Problem to work on:
Copy the listing below word for word, starting with its first line and ending after the line that contains "(1304, 344)".

A series of records:
>>>>

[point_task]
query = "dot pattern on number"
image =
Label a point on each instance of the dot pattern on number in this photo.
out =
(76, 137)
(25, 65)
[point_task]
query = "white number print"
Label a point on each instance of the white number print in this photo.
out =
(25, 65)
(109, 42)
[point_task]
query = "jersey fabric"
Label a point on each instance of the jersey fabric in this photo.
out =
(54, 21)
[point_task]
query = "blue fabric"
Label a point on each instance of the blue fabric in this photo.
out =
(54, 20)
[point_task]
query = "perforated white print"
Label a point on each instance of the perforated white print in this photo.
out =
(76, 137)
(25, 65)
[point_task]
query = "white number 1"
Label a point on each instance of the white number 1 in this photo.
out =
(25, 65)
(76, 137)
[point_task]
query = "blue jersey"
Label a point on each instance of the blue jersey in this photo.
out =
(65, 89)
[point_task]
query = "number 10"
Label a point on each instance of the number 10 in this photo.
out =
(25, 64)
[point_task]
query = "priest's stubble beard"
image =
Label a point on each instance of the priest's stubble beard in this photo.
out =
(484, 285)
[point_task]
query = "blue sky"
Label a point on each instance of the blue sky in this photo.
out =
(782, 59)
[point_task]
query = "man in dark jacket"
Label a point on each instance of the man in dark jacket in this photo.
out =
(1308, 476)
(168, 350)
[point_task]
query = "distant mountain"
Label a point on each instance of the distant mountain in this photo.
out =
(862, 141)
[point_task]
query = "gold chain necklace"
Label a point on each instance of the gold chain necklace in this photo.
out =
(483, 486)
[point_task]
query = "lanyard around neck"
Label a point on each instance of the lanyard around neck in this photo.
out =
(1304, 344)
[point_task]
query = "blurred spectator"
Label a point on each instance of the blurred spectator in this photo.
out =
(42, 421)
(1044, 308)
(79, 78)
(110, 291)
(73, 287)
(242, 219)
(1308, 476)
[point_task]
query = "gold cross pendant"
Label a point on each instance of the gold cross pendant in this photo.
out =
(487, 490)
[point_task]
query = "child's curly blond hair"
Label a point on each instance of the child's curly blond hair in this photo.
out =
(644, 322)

<<<<

Expected answer:
[point_task]
query = "dot pattern on number"
image =
Label a point on each instance of the dot pattern on number in this photo.
out =
(76, 137)
(25, 65)
[point_task]
query = "white number print"
Label a point on each instance of the white number print in this photo.
out =
(25, 65)
(109, 42)
[point_task]
query = "jersey fabric"
Label a point on each instance of the jersey fabric in this photo.
out =
(54, 21)
[point_task]
query = "blue fabric"
Label a point on each instance of the blue fabric in this photo.
out =
(54, 20)
[point_task]
query = "perforated white print"
Label a point on each instance of the perforated white print in this photo.
out =
(76, 137)
(25, 65)
[point_task]
query = "white number 1"
Label a point on each instance of the white number 1 in this photo.
out =
(25, 65)
(76, 137)
[point_task]
query = "blue jersey"
Label a point on each instance of the blue jersey in this photo.
out =
(65, 89)
[point_task]
query = "number 10"
Label a point on each instance of the number 10 in this photo.
out =
(25, 64)
[point_task]
query = "priest's stubble beard"
image =
Label a point on each instance of the priest's stubble beard in this photo.
out =
(484, 285)
[point_task]
query = "blue sky"
Label a point on each instance of the blue sky in this photo.
out =
(782, 59)
[point_task]
query = "man in dark jacket"
Label a point on each instance of the man in dark jacket in this photo.
out =
(1308, 476)
(168, 350)
[point_task]
query = "distant mountain"
Label a point on each instance of the distant mountain in this photo.
out =
(862, 141)
[point_task]
query = "gold chain necklace"
Label a point on each instance of the gold chain necklace in this photo.
out =
(483, 486)
[point_task]
query = "lanyard around neck"
Label a point on each instance of the lanyard around neck in this photo.
out =
(1304, 344)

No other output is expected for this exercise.